## [What to produce]
Each line of the records that follow must come back exactly, with pictures skipped.

Point localization data

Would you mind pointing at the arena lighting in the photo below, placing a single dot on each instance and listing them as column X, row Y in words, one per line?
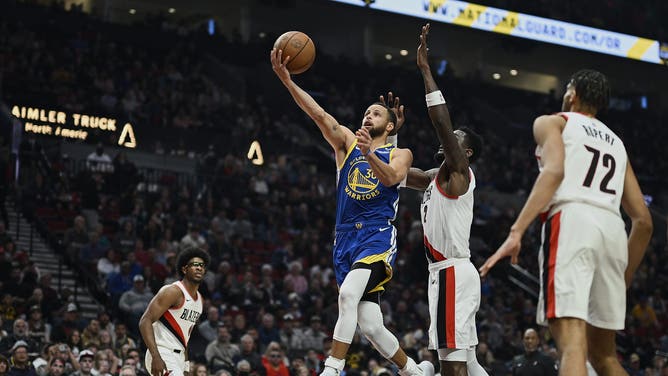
column 211, row 26
column 521, row 25
column 255, row 153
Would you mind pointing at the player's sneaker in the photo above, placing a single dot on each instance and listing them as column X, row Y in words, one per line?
column 330, row 371
column 427, row 368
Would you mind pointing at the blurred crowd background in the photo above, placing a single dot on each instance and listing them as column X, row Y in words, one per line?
column 271, row 296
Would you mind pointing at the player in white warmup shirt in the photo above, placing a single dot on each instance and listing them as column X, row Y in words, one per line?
column 586, row 259
column 171, row 316
column 447, row 214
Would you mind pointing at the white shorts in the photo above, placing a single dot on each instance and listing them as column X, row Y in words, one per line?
column 175, row 362
column 582, row 261
column 454, row 299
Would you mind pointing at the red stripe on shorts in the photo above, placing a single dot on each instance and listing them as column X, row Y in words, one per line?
column 551, row 265
column 450, row 307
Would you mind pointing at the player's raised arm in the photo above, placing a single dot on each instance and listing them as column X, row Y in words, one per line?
column 547, row 133
column 418, row 179
column 167, row 297
column 454, row 176
column 633, row 203
column 337, row 135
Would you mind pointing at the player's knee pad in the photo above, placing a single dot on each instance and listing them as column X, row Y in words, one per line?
column 370, row 320
column 453, row 355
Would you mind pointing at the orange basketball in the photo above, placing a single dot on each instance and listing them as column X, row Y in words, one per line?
column 299, row 47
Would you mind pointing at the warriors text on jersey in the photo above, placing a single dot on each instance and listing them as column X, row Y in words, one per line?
column 360, row 197
column 173, row 329
column 594, row 164
column 446, row 221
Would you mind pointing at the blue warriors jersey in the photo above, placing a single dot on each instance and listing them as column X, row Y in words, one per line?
column 365, row 208
column 360, row 197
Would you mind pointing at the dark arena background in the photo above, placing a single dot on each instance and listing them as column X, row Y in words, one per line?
column 134, row 128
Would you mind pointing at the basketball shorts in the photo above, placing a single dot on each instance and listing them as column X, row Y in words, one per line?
column 175, row 362
column 454, row 299
column 582, row 261
column 364, row 243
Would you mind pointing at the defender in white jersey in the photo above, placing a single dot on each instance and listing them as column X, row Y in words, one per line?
column 586, row 259
column 447, row 214
column 171, row 315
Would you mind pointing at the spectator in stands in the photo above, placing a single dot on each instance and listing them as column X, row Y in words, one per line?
column 91, row 334
column 99, row 161
column 292, row 336
column 51, row 300
column 239, row 327
column 125, row 240
column 633, row 367
column 122, row 338
column 273, row 361
column 38, row 330
column 128, row 371
column 86, row 359
column 19, row 333
column 644, row 313
column 314, row 336
column 76, row 238
column 135, row 301
column 220, row 352
column 21, row 365
column 69, row 355
column 73, row 343
column 108, row 264
column 118, row 283
column 56, row 367
column 4, row 365
column 533, row 361
column 193, row 238
column 209, row 327
column 249, row 353
column 268, row 332
column 299, row 282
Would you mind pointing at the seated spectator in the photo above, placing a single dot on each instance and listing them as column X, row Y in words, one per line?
column 135, row 301
column 221, row 352
column 313, row 336
column 19, row 334
column 56, row 368
column 91, row 334
column 99, row 161
column 250, row 355
column 21, row 365
column 273, row 361
column 86, row 359
column 4, row 365
column 209, row 327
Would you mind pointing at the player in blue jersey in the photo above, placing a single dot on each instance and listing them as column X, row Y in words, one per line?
column 369, row 172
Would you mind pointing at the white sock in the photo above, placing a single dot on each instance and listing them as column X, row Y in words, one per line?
column 335, row 363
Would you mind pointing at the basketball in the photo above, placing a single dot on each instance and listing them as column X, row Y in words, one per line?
column 299, row 47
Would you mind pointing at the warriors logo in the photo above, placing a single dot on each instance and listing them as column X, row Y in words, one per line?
column 362, row 182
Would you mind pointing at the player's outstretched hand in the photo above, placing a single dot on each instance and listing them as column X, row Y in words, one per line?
column 278, row 65
column 509, row 248
column 395, row 104
column 158, row 367
column 363, row 140
column 423, row 62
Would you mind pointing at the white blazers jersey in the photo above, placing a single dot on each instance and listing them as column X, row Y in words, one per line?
column 173, row 329
column 446, row 221
column 594, row 164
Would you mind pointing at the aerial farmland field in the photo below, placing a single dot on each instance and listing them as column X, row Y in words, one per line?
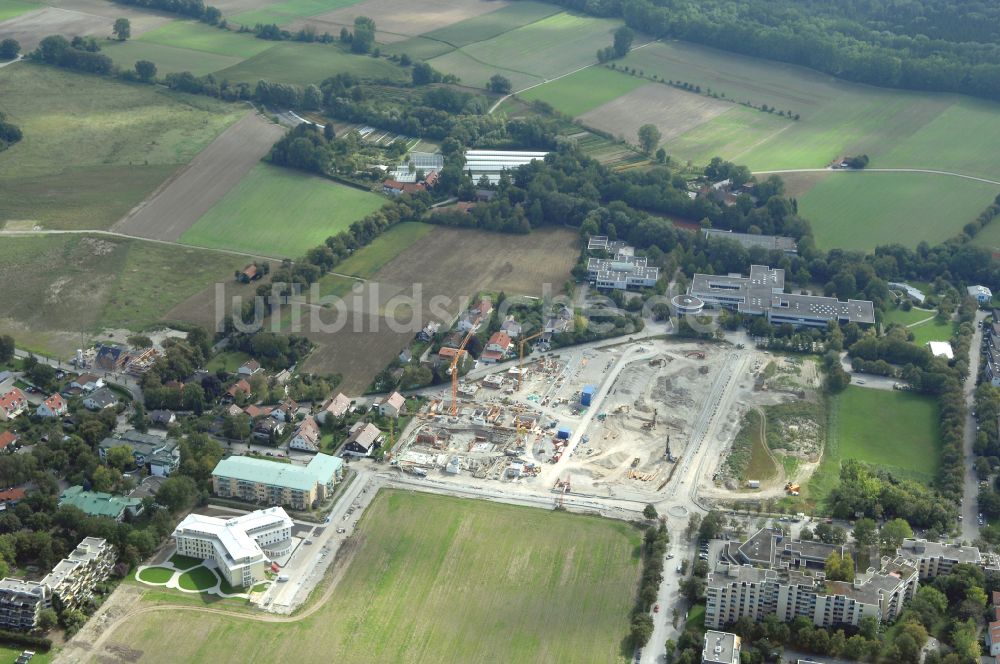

## [Reply]
Would you mind pointing at the arena lighting in the photo below, placing a single dot on each instance and listing them as column X, row Y in words, one per line?
column 211, row 26
column 521, row 25
column 255, row 153
Would you mind pointing at the player's sneaker in the photo above, placing a single dot on each instance and listing them as column X, row Y in words, one per line?
column 330, row 371
column 427, row 368
Would you mind pointing at the blurred crowd background in the photo above, placing a single dot on each instance and listing them as column X, row Y in words, one per line?
column 271, row 296
Would you mind pointing at the player in white warmup shirt in the photo above, placing a single dot on each instance and listing them as column X, row Y in words, one per line?
column 586, row 259
column 171, row 316
column 447, row 214
Would you mind pointing at the white shorts in the photo above, placing a single dot on each instance and listing them as column X, row Y in words, one per line?
column 175, row 362
column 582, row 261
column 454, row 299
Would you mind pointing at the red stripe on shorts in the photo above, placing a single dot on each instance and listing them as column X, row Y in words, one per line?
column 551, row 265
column 450, row 307
Would you mind pointing at the player's raised arm in the photo above, placing a single dot on each instance and listing them as column X, row Y in words, one per line?
column 547, row 133
column 418, row 179
column 167, row 297
column 454, row 176
column 633, row 203
column 337, row 135
Would you mind pointing at the player's knee pad in the photo above, placing a single dot on each instance and listing them as column X, row Y in words, one per line?
column 370, row 320
column 453, row 355
Would you mind pointing at the orange basketball in the photo above, placing a single dot on each instance and listing them as column X, row Y in words, one per line?
column 299, row 47
Would you mind pointing at the warriors text on jersey in the photo above, placing a single dot on each instance and listing them as column X, row Y in words, one per line?
column 360, row 197
column 173, row 329
column 594, row 164
column 446, row 221
Would you mind pointing at the blue warriors jersey in the photo above, placing a single dot on each instance and listing them as column X, row Y in words, one per line?
column 365, row 208
column 360, row 197
Would you mind pointing at the dark arena background in the photo above, placing a single dot on each instance and listing them as column X, row Y in words, one per line?
column 134, row 128
Would you mind pointing at the basketball shorts in the photo above, placing a single dot on each instance and listing them as column X, row Y in words, one per line?
column 175, row 362
column 454, row 299
column 582, row 261
column 364, row 243
Would you mind pointing at the defender in white jersey in the photo above, placing a single dot on each instance and listing them as column X, row Y in words, one per line?
column 586, row 259
column 447, row 214
column 171, row 315
Would you mind pointing at the spectator in stands in the photo above, placing a single dot on each instance and listing them as column X, row Y in words, one per line?
column 91, row 334
column 99, row 161
column 292, row 336
column 51, row 300
column 239, row 327
column 125, row 240
column 633, row 367
column 122, row 338
column 273, row 361
column 38, row 330
column 128, row 371
column 86, row 359
column 19, row 333
column 644, row 313
column 314, row 336
column 76, row 238
column 135, row 301
column 220, row 352
column 21, row 365
column 69, row 355
column 73, row 343
column 108, row 264
column 118, row 283
column 56, row 367
column 4, row 365
column 533, row 361
column 193, row 238
column 209, row 327
column 249, row 353
column 268, row 332
column 299, row 282
Would you mind pointing at the seated spectator in the photo above, placing a single dot on each instance and listing them as column X, row Y in words, one per line?
column 135, row 301
column 221, row 352
column 313, row 336
column 19, row 334
column 56, row 368
column 91, row 334
column 99, row 161
column 250, row 355
column 21, row 365
column 273, row 361
column 86, row 359
column 4, row 365
column 209, row 327
Would you mind pointing at the player in blue jersey in the photo above, placing a single dot on each instance and listing them as column X, row Y in words, one per line?
column 369, row 172
Would you mind pointing at the white sock in the photo above, placing a single dot on each instance and listing them as column X, row Y in words, one per line?
column 335, row 363
Would you mind pointing at the basketball in the photo above, placing a single dot on each instance and listing them as column X, row Y in words, one per line?
column 299, row 47
Would you mind pointing at the warriors logo in the photo above, placing a single dot on each instance and listing them as column X, row Y in words, one per line?
column 362, row 182
Would you mind pointing at the player's outstretched hand in the photo above, placing a single dot on each instance and listing them as column X, row Y in words, one per line?
column 278, row 65
column 509, row 248
column 395, row 104
column 158, row 367
column 363, row 140
column 423, row 62
Would you mind pointing at the white blazers jersey in the photo above, placing a single dot on each instance and listing them as column X, row Y in words, one per line?
column 173, row 329
column 446, row 221
column 594, row 164
Would you mind pointing at the aerial farmland field in the photo below, placing a single dot on each instance and listing them as column X, row Y in words, one per line?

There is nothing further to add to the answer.